WORK REQUIRED: For each line below that holds the word "shrub", make a copy.

━━━━━ RECORDS SHOWN ━━━━━

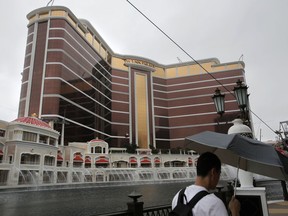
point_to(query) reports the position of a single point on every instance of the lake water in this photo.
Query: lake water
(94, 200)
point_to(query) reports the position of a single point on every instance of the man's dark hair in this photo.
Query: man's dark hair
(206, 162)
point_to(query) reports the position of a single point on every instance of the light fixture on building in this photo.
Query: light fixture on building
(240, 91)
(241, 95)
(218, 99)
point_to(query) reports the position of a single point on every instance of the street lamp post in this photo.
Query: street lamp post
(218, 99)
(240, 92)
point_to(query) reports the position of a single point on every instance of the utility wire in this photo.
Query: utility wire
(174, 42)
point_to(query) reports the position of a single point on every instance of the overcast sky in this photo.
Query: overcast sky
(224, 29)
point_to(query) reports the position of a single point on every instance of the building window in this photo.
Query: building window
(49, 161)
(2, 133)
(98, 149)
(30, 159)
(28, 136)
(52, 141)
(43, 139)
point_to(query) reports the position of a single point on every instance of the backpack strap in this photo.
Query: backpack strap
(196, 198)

━━━━━
━━━━━ RECORDS SHOWN ━━━━━

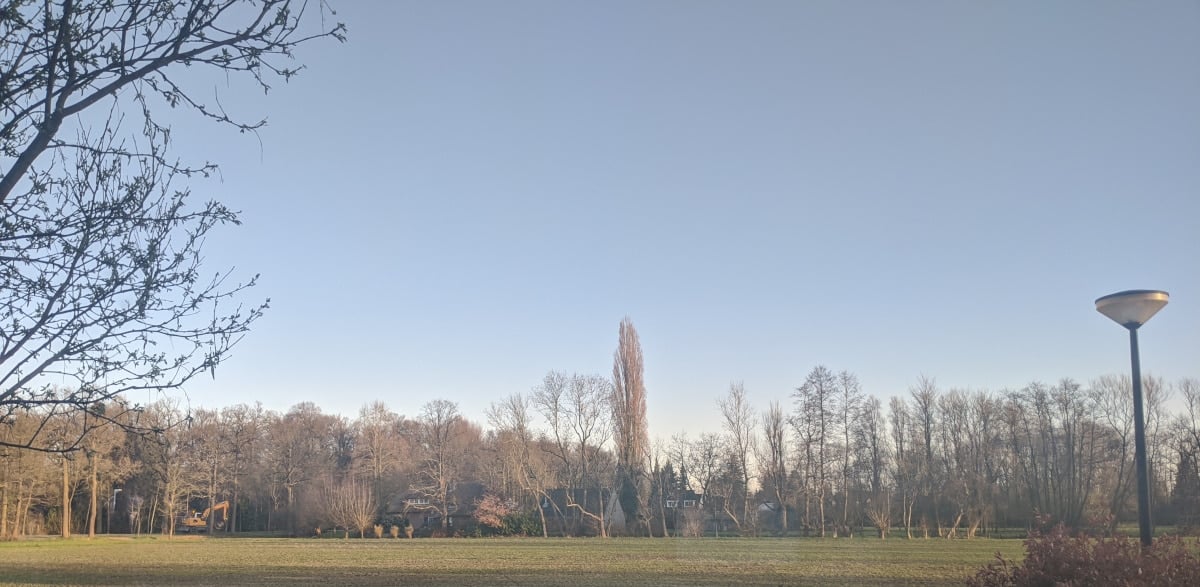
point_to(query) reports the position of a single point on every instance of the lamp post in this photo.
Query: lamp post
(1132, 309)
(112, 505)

━━━━━
━━━━━ RECORDS SHOWN ━━━━━

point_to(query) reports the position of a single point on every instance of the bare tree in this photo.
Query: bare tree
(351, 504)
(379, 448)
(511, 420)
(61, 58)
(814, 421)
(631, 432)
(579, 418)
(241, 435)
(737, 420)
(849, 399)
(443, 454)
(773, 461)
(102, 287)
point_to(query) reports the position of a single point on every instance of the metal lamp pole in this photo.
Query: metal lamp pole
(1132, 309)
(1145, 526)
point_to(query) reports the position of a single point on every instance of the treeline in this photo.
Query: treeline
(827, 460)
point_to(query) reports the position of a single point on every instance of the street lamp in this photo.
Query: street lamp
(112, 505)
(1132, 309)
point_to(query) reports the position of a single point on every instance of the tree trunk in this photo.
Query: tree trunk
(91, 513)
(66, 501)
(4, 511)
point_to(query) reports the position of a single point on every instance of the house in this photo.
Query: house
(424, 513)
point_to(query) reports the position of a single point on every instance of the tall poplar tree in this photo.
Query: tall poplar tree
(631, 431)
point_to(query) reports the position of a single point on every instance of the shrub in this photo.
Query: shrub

━━━━━

ANSWER AREA:
point_to(query) reports the position of a single point on every instance of the shrub in this photo.
Query: shrub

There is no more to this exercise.